● AIM
Rewrite every line of the data below as a Markdown table with the columns Row and Line, where Row numbers the lines in order. Skip blank lines and leave the pictures out of the answer.

● LISTING
——

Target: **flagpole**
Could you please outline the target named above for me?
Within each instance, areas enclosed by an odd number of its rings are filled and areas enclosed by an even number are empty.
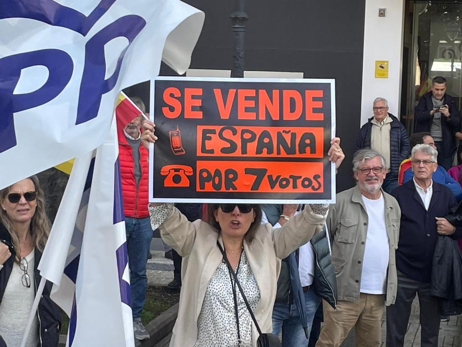
[[[35,313],[37,312],[37,308],[38,307],[38,303],[40,301],[40,298],[42,297],[42,293],[43,292],[43,288],[45,288],[45,284],[46,283],[46,279],[42,278],[40,280],[40,284],[38,285],[38,288],[37,289],[37,293],[35,294],[35,298],[34,299],[33,304],[32,305],[32,309],[30,310],[30,313],[29,314],[29,319],[28,320],[27,324],[26,325],[26,330],[24,330],[24,335],[23,335],[23,340],[21,342],[21,347],[26,346],[26,342],[27,340],[28,335],[29,335],[29,331],[30,331],[30,328],[32,326],[32,322],[35,318]]]

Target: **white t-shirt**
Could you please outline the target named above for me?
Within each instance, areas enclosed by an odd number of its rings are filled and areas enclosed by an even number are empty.
[[[261,223],[267,223],[268,219],[264,211],[262,211]],[[296,211],[294,216],[298,214]],[[280,228],[279,222],[273,225],[274,228]],[[298,251],[298,273],[300,283],[302,287],[311,285],[315,276],[315,253],[311,244],[308,242],[300,247]]]
[[[362,197],[369,222],[359,291],[384,294],[390,255],[390,241],[385,223],[385,201],[381,194],[376,200],[368,199],[364,195]]]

——

● SOLUTION TO THE PROBLEM
| Row | Line |
|---|---|
| 1 | Target: **flagpole** |
| 2 | Could you please outline the target named above for me? |
| 3 | Within each instance, areas enclosed by an odd number of its rings are filled and areas enclosed by an even number are empty. |
| 4 | [[[35,313],[37,312],[37,308],[38,307],[38,303],[40,301],[40,298],[42,297],[42,293],[43,292],[43,288],[45,288],[45,284],[46,283],[46,279],[42,278],[40,280],[40,284],[38,285],[38,288],[37,289],[37,293],[35,294],[35,298],[34,299],[33,304],[32,305],[32,309],[30,310],[30,313],[29,314],[29,319],[28,320],[27,324],[26,325],[26,330],[24,330],[24,335],[23,335],[23,340],[21,342],[21,347],[26,346],[26,342],[27,340],[28,335],[29,335],[29,331],[30,331],[30,328],[32,326],[32,322],[35,318]]] |
| 5 | Target: **white t-shirt** |
| 6 | Could you please outline the target named above for me? |
| 7 | Within each instance, areas enclosed by an odd number of its rings are filled and areas enclosed by an even number are empty. |
| 8 | [[[261,223],[267,223],[268,219],[264,211],[262,211]],[[296,211],[294,216],[298,214]],[[280,228],[279,222],[273,225],[274,228]],[[298,251],[298,273],[300,283],[302,287],[311,285],[315,276],[315,253],[311,244],[308,242],[300,247]]] |
| 9 | [[[362,197],[369,222],[359,291],[384,294],[390,255],[390,241],[385,223],[385,201],[381,194],[376,200],[368,199],[364,195]]] |